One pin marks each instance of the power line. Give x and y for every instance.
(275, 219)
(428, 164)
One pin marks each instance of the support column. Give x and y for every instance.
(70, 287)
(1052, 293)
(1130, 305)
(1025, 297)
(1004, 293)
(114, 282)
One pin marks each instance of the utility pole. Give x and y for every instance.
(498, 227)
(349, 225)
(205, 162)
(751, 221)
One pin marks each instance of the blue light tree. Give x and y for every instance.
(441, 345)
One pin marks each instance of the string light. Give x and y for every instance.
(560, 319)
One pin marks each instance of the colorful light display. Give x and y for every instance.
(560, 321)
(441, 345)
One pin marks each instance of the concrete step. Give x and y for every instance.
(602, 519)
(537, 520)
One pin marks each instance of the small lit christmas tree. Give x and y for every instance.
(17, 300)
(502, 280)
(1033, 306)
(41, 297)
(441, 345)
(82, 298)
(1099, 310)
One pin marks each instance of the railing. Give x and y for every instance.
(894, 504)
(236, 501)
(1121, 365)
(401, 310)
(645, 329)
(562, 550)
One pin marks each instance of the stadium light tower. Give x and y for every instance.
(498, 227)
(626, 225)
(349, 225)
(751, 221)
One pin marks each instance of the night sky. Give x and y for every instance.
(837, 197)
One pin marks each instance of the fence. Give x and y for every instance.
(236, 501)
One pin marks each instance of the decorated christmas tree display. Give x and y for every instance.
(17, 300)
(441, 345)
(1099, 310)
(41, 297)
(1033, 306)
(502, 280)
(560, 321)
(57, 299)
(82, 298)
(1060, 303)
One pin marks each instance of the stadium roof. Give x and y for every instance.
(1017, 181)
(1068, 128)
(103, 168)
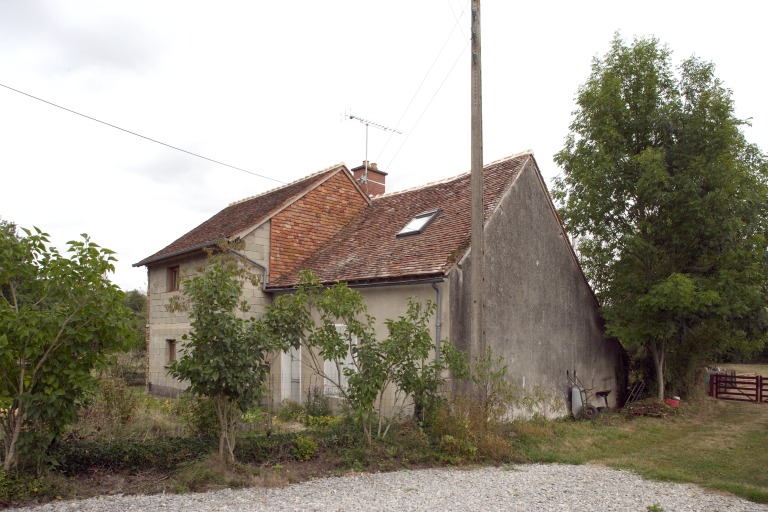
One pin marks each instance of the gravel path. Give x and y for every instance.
(539, 487)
******
# TO DO
Leave the pictures behind and transcribe every record above exactly.

# RESPONSE BELOW
One pin marks each instance of the power line. Give x and y for every instance.
(275, 219)
(428, 164)
One pin marks each instance of the support column. Give x and y for every instance.
(70, 287)
(1052, 293)
(1130, 305)
(1025, 297)
(1004, 293)
(114, 282)
One pin marks each instance of the utility pole. Give x and y for every instance.
(498, 227)
(349, 225)
(205, 162)
(751, 221)
One pin marks each instance of the blue light tree. Give x and y for every instance.
(441, 345)
One pin marks each instance of the string light. Give x and y for every instance.
(560, 319)
One pin marks each instance of the colorful light display. Give x and y for every instance.
(560, 321)
(441, 345)
One pin marks each instance of the concrete step. Give x and y for every instance.
(602, 519)
(537, 520)
One pin marks each instance of the small lit christmas tree. Give x and y for every instance.
(17, 300)
(502, 280)
(1033, 306)
(41, 297)
(441, 345)
(82, 298)
(1099, 310)
One pin marks each instance of the railing. Give x and y for every instance.
(894, 504)
(236, 501)
(1121, 365)
(401, 310)
(645, 329)
(562, 550)
One pin marks each instance of the stadium light tower. Give x and y for every instance.
(498, 227)
(626, 225)
(349, 225)
(751, 221)
One pin marks each instance of the night sky. Give x and y for every instance.
(837, 197)
One pin marks each instance of the fence. Give x and y for every instance.
(236, 501)
One pin marks each instance of the decorated christmas tree display. Give x and y for every instance.
(17, 300)
(441, 345)
(1099, 310)
(41, 297)
(1033, 306)
(502, 280)
(560, 321)
(57, 299)
(82, 298)
(1060, 303)
One pin marks each instance of the stadium roof. Give x and y for every instance.
(1017, 181)
(1068, 128)
(103, 168)
One pin marks each instance of the gravel path. Give x and y for every instance.
(539, 487)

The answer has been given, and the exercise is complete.